▶ _Provided material_:
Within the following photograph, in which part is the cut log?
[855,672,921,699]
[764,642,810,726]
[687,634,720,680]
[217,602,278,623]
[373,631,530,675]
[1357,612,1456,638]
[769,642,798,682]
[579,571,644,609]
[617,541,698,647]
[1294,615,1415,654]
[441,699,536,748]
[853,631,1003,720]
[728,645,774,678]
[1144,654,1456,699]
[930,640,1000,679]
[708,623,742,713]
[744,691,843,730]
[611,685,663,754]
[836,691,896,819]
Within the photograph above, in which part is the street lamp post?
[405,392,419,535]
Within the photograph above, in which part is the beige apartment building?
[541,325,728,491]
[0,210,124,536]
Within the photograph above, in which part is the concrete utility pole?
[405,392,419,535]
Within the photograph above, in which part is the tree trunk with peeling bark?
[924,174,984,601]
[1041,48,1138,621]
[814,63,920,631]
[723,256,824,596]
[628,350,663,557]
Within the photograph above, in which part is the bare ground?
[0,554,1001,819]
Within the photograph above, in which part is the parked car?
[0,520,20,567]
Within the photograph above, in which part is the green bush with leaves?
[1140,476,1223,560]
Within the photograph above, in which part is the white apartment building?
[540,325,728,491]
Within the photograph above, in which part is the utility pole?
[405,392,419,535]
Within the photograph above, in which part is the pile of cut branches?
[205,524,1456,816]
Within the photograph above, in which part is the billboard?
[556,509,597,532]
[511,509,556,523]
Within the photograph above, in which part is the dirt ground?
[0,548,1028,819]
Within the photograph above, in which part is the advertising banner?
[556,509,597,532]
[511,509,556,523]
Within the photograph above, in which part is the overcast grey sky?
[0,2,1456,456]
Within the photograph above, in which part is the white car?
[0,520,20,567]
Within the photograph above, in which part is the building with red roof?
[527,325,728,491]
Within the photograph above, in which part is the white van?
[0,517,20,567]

▶ _The exercise_:
Revise all of the records above, replacing each occurrence of "photograph" with "image" and leaving every other character unchanged.

▶ _Written response_:
Within the following image, in which part is the cut log?
[855,672,921,699]
[764,642,810,726]
[687,634,720,680]
[217,602,278,623]
[373,631,530,675]
[1357,612,1456,638]
[769,642,798,682]
[579,571,644,609]
[617,541,698,647]
[1294,615,1415,654]
[441,699,536,748]
[853,631,1003,720]
[728,645,774,678]
[1144,654,1456,699]
[930,640,1000,679]
[708,623,742,713]
[744,691,843,730]
[611,685,663,754]
[836,691,896,819]
Within the image above, in which part is the street lamp post?
[405,392,419,535]
Within the image above, in which part is the beige apartment building?
[541,325,728,491]
[0,210,124,536]
Within the image above, in which part is the concrete utility pole?
[405,392,419,535]
Within the image above, in which part is the tree trunk with peeling bark?
[924,174,984,601]
[1041,48,1138,621]
[814,63,920,631]
[723,256,824,596]
[628,350,663,557]
Within the image above, in which part is the bare ground?
[0,554,1001,819]
Within the image above, in which part is the parked car?
[0,520,20,567]
Within the image above, in which part is the green bush with leaves?
[1140,476,1223,560]
Within the image above, in which part is the white apartment building?
[540,325,728,491]
Within the image above, in which part is the utility pole?
[405,392,419,535]
Within the image above, in which part is the pile of cut branches?
[205,524,1456,816]
Within the image above, in which part is the billboard?
[556,509,597,532]
[511,509,556,523]
Within the image above, in which part is the dirt ground?
[0,548,1028,819]
Within the image above, in which part is the advertising banner?
[556,509,597,532]
[511,509,556,523]
Within the image above, in which part is the overcast grey sky?
[0,2,1456,456]
Within the image above, in which part is the white car?
[0,520,20,567]
Within the image above, in which part is the building with red roof?
[527,325,728,491]
Within the image above, in which part is the white van?
[0,517,20,567]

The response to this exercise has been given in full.